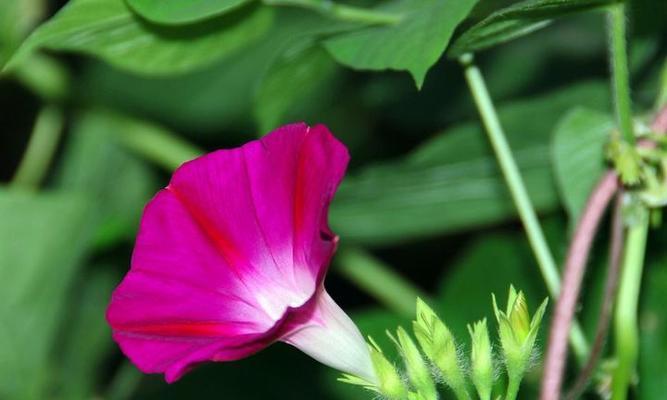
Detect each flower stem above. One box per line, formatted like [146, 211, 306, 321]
[565, 189, 625, 400]
[10, 106, 64, 190]
[540, 171, 619, 400]
[263, 0, 401, 25]
[608, 3, 635, 144]
[612, 208, 649, 400]
[335, 247, 428, 317]
[460, 54, 588, 363]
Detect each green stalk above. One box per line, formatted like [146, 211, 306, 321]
[612, 209, 649, 400]
[335, 247, 428, 318]
[460, 54, 588, 364]
[608, 3, 635, 144]
[10, 106, 64, 190]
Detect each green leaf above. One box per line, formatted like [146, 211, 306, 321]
[0, 0, 45, 65]
[330, 83, 609, 245]
[126, 0, 251, 24]
[0, 190, 89, 399]
[255, 47, 336, 132]
[552, 108, 615, 222]
[5, 0, 273, 75]
[324, 0, 477, 88]
[75, 8, 356, 133]
[449, 0, 619, 58]
[54, 265, 120, 400]
[57, 112, 157, 247]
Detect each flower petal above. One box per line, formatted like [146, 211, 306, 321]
[281, 289, 377, 383]
[107, 124, 349, 381]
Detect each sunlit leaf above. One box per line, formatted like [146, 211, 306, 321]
[331, 84, 608, 244]
[0, 190, 89, 399]
[255, 47, 336, 132]
[127, 0, 250, 24]
[449, 0, 619, 57]
[5, 0, 272, 75]
[553, 108, 615, 221]
[325, 0, 477, 87]
[0, 0, 45, 65]
[57, 112, 157, 246]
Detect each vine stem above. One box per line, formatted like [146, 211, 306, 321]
[612, 206, 649, 400]
[540, 171, 619, 400]
[460, 54, 588, 364]
[10, 106, 64, 190]
[608, 3, 635, 144]
[565, 189, 625, 400]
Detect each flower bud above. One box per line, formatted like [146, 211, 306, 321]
[387, 327, 438, 399]
[413, 299, 469, 399]
[468, 318, 494, 400]
[368, 337, 408, 400]
[493, 286, 548, 385]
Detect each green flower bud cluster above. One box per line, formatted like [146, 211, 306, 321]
[606, 123, 667, 208]
[340, 287, 547, 400]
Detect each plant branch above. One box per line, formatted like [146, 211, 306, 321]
[608, 3, 635, 144]
[460, 54, 588, 364]
[565, 189, 624, 400]
[540, 172, 619, 400]
[612, 206, 649, 400]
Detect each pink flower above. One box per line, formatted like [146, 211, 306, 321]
[107, 124, 376, 382]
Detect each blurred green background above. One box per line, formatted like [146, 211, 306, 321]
[0, 0, 667, 400]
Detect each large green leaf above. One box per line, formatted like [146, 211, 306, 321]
[331, 83, 608, 244]
[75, 8, 356, 133]
[58, 112, 157, 246]
[325, 0, 477, 87]
[0, 190, 89, 399]
[126, 0, 250, 24]
[552, 108, 615, 221]
[449, 0, 619, 57]
[255, 47, 336, 132]
[53, 265, 120, 400]
[5, 0, 272, 75]
[0, 0, 45, 65]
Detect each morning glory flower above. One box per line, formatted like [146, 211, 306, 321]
[107, 123, 377, 383]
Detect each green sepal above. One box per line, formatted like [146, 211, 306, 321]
[387, 327, 437, 399]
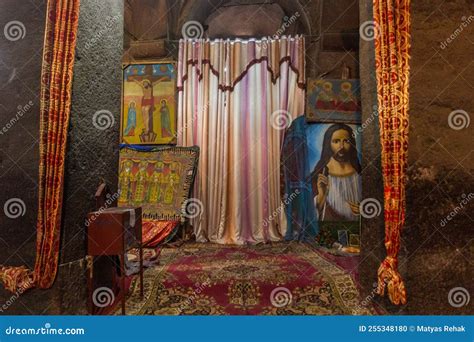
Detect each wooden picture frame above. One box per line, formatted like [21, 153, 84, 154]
[120, 60, 178, 145]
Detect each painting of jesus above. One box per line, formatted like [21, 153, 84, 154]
[121, 62, 176, 145]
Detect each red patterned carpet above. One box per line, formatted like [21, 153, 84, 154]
[117, 243, 377, 315]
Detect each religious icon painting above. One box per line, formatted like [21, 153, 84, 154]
[337, 230, 349, 246]
[118, 146, 199, 221]
[306, 123, 362, 222]
[121, 62, 177, 145]
[349, 234, 360, 247]
[306, 79, 362, 124]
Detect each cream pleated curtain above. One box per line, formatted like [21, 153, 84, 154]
[178, 37, 305, 244]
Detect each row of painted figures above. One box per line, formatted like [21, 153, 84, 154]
[119, 160, 180, 205]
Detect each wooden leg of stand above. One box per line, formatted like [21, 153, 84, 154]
[120, 254, 127, 315]
[140, 244, 143, 299]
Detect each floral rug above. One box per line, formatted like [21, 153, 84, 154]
[116, 243, 378, 315]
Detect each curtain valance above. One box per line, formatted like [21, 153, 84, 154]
[178, 37, 305, 91]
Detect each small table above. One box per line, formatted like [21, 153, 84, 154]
[87, 207, 143, 315]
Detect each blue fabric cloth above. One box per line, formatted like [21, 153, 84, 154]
[281, 116, 319, 241]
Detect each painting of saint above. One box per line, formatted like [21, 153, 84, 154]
[305, 79, 362, 124]
[122, 62, 176, 145]
[308, 123, 362, 221]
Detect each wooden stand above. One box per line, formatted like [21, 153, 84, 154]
[87, 207, 143, 315]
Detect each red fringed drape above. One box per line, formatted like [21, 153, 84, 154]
[373, 0, 410, 305]
[0, 0, 79, 292]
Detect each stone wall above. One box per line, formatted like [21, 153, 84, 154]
[0, 0, 123, 314]
[403, 0, 474, 315]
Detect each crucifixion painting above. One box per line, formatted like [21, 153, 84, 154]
[121, 62, 176, 145]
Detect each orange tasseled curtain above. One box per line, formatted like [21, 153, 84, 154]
[0, 0, 79, 293]
[373, 0, 410, 305]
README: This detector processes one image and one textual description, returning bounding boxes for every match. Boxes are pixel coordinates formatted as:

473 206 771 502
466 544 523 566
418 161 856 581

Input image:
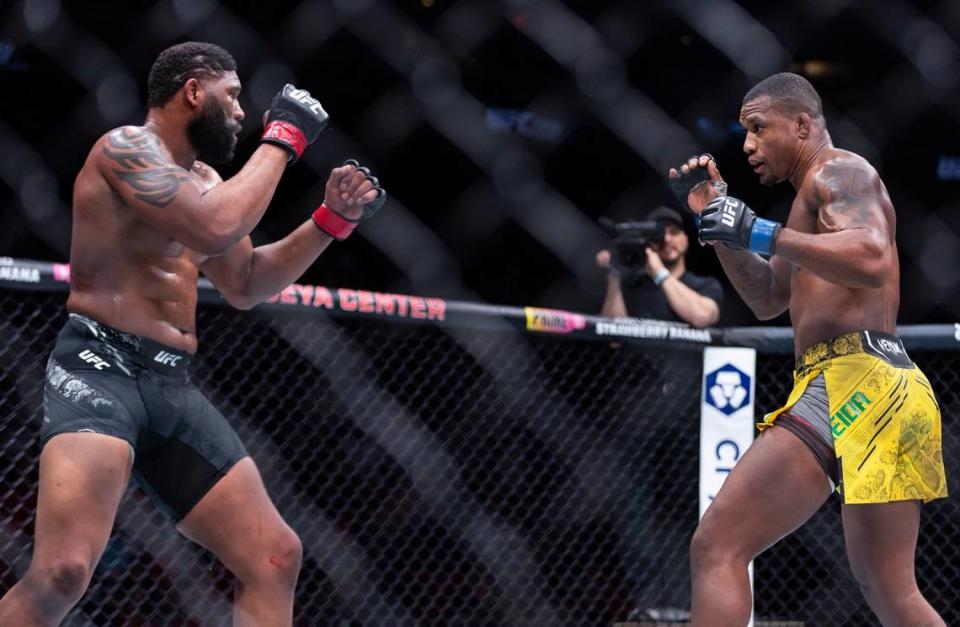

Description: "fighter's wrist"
749 218 782 255
260 120 309 163
311 204 360 241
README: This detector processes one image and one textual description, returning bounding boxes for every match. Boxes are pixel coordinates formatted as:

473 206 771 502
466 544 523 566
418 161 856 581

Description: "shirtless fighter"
0 43 384 627
669 73 947 627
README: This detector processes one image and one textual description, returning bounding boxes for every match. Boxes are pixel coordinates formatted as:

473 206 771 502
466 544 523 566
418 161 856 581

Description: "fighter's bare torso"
67 127 221 353
780 147 900 353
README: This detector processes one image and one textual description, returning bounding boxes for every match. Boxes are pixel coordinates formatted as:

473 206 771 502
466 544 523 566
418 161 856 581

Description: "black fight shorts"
40 314 247 523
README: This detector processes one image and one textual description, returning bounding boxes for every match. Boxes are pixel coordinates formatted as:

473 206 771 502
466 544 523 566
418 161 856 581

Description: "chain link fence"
0 282 960 627
0 0 960 325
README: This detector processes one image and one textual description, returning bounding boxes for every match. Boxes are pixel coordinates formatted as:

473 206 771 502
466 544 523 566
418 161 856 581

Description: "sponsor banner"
594 318 713 344
523 307 587 333
0 257 41 284
266 283 447 321
700 346 757 627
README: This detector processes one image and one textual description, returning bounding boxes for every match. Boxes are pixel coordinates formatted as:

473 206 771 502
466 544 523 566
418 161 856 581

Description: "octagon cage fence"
0 258 960 626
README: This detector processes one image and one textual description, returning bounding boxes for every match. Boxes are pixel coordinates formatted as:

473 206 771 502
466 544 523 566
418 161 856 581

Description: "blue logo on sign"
705 364 750 416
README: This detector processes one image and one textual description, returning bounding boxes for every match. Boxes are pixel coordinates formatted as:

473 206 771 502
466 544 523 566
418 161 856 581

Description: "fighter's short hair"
147 41 237 108
743 72 823 119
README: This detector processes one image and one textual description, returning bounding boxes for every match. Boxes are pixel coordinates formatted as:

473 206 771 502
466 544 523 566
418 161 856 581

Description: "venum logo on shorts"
706 364 750 416
830 390 873 440
77 350 110 370
153 351 181 368
877 338 903 355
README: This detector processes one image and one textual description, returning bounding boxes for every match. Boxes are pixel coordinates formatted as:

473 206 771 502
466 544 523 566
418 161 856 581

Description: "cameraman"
597 207 723 327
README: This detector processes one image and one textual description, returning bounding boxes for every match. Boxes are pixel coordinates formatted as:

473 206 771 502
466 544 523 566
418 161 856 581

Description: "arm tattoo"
814 162 876 226
103 127 193 207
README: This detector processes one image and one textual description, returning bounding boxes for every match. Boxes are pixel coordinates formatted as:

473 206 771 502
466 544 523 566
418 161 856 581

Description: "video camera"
600 218 664 285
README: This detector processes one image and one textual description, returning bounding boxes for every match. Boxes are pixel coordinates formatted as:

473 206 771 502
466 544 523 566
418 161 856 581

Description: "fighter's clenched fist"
313 159 387 240
669 153 727 214
260 83 330 164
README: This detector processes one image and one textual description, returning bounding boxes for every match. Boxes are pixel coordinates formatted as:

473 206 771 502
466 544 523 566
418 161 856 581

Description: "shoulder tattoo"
103 127 193 207
814 163 876 224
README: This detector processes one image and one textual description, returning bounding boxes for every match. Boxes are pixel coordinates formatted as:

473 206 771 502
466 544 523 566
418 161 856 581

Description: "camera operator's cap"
646 206 683 229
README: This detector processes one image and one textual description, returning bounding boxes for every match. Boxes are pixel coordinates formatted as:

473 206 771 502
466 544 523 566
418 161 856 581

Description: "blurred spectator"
597 207 723 327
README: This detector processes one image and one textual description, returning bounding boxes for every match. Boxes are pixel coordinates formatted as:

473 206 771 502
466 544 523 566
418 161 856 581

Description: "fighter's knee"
690 523 722 571
25 557 93 605
268 528 303 581
234 526 303 586
690 516 749 571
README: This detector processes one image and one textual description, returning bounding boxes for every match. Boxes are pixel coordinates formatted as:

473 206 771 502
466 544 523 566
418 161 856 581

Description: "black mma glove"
699 196 781 255
667 154 727 215
260 83 330 164
313 159 387 241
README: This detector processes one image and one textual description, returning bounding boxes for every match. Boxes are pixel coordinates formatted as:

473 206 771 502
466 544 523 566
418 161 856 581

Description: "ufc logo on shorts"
───
Set exercise »
Pull out each line of the data above that contains the word "curtain". Treat uppercase and lowercase letters as different.

Task response »
Detect each cream pleated curtain above. One box per line, formatted like [21, 153, 84, 154]
Detect each curtain valance above. One box per line, formatted like [21, 153, 84, 154]
Detect each orange tasseled curtain above. One box per line, formatted like [21, 153, 84, 154]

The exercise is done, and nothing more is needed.